[Records taken from a collection]
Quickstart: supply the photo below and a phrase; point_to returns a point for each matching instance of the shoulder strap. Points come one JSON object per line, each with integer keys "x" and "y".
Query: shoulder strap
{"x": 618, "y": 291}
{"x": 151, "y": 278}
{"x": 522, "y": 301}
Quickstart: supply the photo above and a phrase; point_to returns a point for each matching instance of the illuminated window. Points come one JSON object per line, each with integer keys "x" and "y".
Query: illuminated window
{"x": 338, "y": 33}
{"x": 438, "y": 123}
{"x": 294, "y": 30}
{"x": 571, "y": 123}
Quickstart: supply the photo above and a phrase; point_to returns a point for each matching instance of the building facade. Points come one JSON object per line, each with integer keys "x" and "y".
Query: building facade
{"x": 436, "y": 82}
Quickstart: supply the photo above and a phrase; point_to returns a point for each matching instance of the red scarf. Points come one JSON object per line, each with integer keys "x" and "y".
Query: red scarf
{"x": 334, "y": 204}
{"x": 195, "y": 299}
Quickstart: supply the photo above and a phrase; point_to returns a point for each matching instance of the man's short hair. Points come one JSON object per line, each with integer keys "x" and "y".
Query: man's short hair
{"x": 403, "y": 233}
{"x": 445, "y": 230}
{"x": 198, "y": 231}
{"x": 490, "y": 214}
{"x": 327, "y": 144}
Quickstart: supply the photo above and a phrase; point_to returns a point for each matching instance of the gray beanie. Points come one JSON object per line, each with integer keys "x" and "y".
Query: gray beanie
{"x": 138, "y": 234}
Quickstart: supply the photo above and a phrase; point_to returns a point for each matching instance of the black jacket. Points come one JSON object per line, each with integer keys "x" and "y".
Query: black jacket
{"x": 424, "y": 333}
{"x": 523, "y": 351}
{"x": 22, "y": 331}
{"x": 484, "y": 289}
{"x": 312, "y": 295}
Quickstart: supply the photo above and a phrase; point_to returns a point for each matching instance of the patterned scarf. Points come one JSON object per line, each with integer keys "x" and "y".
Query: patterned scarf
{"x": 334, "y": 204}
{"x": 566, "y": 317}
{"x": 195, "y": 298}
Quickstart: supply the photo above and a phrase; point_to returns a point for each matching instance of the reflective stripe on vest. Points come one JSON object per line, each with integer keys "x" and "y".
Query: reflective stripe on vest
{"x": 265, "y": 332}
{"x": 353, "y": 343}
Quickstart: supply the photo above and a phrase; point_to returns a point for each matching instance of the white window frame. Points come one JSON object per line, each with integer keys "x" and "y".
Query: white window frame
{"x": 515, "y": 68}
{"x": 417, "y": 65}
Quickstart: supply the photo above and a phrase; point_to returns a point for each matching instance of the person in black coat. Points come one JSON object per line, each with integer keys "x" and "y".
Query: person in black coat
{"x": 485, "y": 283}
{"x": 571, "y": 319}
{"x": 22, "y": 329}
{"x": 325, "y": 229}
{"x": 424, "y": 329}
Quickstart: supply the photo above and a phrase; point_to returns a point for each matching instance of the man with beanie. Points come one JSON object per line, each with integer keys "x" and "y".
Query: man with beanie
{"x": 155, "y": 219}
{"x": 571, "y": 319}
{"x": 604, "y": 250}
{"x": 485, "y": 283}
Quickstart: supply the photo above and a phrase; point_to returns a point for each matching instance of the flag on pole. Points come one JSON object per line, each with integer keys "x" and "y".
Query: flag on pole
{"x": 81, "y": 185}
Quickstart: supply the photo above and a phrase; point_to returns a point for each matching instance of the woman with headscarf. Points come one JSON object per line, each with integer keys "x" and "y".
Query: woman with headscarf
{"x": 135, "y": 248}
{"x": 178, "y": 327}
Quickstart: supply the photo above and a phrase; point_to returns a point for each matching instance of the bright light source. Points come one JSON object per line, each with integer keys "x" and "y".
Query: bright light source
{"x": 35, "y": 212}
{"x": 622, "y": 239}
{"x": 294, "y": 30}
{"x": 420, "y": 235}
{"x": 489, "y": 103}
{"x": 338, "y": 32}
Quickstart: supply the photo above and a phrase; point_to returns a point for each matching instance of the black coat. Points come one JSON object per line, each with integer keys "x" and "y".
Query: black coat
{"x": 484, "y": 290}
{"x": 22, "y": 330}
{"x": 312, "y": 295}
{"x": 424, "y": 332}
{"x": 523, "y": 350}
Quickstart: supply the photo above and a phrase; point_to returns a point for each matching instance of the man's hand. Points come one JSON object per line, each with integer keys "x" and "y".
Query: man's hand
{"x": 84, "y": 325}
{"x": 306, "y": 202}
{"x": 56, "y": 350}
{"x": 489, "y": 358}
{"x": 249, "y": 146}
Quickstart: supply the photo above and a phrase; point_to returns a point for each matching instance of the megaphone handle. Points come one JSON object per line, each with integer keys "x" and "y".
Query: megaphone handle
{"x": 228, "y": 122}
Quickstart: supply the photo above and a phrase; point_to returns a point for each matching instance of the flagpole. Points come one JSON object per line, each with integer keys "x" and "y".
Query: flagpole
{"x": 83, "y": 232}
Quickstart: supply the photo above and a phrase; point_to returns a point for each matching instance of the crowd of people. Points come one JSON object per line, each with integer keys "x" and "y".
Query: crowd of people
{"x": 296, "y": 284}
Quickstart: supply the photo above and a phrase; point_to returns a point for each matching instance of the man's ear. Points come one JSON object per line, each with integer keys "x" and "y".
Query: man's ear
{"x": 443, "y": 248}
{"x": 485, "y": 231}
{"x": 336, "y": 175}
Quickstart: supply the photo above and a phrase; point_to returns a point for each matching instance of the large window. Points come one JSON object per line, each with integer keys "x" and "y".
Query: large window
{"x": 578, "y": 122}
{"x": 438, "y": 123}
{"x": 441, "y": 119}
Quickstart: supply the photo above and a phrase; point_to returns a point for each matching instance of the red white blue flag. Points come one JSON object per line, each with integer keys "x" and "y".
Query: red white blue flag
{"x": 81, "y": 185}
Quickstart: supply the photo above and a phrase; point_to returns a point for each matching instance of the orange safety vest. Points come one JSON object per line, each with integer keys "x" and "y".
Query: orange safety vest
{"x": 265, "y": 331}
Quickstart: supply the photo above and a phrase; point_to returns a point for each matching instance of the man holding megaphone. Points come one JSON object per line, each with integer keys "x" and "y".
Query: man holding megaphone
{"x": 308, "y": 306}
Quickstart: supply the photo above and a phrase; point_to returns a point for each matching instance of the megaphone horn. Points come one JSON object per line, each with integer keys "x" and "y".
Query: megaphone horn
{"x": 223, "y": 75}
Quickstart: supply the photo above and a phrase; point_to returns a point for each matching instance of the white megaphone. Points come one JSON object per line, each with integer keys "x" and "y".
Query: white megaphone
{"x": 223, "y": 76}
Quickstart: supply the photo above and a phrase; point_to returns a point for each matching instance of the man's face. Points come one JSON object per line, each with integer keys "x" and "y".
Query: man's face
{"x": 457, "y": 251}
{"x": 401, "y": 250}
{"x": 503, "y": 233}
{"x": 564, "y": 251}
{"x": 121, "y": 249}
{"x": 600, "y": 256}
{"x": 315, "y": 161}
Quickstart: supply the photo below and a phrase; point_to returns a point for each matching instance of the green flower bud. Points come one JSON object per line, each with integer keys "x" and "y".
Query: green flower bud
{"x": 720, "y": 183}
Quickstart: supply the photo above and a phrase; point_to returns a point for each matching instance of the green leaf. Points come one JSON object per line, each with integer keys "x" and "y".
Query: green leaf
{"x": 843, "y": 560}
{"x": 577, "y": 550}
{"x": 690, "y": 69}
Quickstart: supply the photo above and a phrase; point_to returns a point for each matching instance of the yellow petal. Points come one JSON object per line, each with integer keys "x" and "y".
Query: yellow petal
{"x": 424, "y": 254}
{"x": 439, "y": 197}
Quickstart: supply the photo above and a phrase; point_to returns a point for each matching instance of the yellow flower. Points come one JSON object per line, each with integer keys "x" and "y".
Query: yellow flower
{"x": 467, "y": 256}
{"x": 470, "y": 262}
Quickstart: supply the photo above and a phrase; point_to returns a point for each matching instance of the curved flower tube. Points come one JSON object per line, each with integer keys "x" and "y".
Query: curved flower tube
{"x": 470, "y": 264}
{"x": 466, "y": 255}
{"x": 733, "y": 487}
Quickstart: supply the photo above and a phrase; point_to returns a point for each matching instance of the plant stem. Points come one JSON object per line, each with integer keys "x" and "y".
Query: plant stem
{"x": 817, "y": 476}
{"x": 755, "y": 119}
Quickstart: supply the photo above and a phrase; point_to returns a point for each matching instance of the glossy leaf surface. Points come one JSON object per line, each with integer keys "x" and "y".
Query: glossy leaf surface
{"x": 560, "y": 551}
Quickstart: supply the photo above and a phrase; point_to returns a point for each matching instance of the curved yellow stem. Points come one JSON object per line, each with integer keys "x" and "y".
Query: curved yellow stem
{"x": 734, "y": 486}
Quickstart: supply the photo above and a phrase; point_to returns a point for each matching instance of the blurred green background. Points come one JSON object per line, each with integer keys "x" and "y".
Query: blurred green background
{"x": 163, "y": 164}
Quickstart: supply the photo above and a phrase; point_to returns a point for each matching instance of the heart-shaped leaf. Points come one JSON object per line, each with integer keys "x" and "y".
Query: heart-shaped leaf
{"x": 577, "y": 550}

- EXERCISE
Scale the lines from the one containing "of the blurred" through the end of the records, both ends included. Write out each of those lines again in full, with every x and y coordinate multiplied by 0.2 and rounded to a whole number, halves rounding up.

- RESULT OF THIS EXERCISE
Quickstart: supply the photo above and a phrase; point_to returns a point for each matching instance of the blurred green background. Points come one JSON object per line, each with integer keys "x" and "y".
Query: blurred green background
{"x": 33, "y": 33}
Quickstart: supply the photo above and a phrase; point_to returns a point for each matching instance of the heart-shaped leaf. Points come one JSON object per line, each with integer keys "x" and "y".
Query: heart-shaped leaf
{"x": 115, "y": 110}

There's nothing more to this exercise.